Task to complete ▸
List every line of the records below that contains the string "stool", copying each line in full. Case counts, so match only that exact capitalization.

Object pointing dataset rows
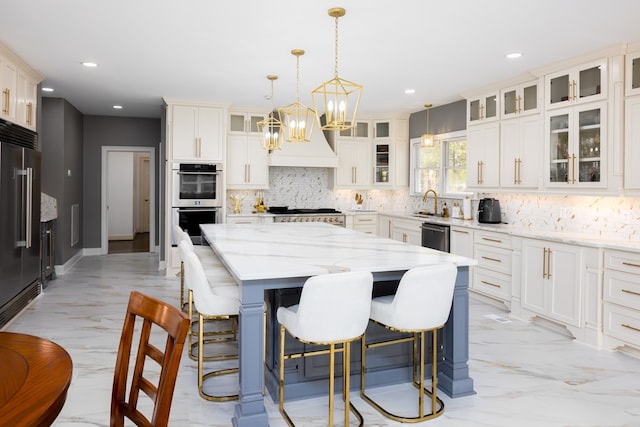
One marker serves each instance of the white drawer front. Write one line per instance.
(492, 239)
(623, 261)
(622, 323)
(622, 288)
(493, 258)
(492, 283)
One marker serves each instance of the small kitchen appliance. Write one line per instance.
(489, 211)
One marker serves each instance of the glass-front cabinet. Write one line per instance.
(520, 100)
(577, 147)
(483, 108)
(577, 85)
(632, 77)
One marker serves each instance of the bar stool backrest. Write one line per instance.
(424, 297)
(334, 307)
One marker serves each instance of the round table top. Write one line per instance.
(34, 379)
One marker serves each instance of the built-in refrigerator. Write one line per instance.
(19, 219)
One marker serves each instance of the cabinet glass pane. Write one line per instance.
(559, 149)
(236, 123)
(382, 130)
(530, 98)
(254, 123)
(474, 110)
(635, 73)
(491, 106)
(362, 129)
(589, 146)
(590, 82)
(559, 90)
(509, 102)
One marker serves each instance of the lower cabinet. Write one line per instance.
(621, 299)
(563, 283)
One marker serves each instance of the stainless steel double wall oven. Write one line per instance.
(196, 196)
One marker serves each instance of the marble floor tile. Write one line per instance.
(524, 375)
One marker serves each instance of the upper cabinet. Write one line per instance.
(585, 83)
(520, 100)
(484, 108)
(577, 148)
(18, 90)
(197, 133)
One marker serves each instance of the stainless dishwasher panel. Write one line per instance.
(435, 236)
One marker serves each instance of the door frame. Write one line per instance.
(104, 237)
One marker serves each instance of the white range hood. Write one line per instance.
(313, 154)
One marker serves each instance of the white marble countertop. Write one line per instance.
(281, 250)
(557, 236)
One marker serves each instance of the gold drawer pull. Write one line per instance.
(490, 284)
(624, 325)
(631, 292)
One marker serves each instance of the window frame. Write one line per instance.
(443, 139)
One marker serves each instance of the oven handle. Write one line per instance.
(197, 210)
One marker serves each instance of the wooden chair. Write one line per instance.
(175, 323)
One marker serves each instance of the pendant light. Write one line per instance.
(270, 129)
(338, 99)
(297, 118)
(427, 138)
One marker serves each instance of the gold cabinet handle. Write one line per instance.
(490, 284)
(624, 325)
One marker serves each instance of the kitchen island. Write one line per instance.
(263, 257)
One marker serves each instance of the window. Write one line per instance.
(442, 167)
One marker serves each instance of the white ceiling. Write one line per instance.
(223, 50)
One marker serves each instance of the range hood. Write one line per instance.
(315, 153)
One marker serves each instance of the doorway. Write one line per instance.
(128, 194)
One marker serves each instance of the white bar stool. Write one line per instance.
==
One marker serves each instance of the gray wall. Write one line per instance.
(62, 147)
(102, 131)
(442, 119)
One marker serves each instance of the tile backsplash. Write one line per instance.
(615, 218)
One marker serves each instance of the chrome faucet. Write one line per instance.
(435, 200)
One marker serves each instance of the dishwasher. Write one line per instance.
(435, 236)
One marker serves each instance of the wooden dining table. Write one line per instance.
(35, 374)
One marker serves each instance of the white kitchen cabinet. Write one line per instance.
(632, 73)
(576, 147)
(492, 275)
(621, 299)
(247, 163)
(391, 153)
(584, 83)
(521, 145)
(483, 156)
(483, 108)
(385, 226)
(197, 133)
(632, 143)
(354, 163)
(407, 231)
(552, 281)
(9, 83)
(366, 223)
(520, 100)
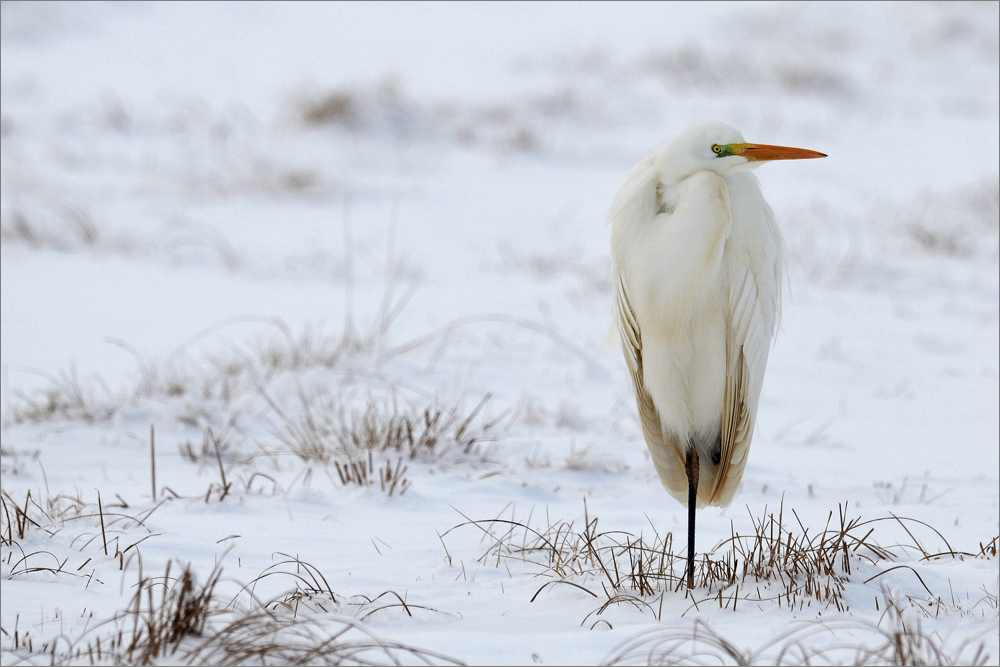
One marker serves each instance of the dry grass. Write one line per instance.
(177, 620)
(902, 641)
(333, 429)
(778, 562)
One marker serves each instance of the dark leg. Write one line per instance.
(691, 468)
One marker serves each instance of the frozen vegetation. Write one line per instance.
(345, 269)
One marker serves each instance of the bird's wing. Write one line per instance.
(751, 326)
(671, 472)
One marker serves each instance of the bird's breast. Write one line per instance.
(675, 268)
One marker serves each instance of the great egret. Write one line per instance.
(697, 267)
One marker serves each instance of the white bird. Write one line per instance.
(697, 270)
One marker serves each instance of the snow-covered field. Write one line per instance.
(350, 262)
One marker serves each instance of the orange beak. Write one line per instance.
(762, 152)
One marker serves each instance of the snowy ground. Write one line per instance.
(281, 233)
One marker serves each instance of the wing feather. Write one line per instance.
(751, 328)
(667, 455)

Full solution ▸
One marker serves each instance of the bar stool backrest. Write one line per instance.
One marker serves each instance of the white bar stool. Write one line per instance.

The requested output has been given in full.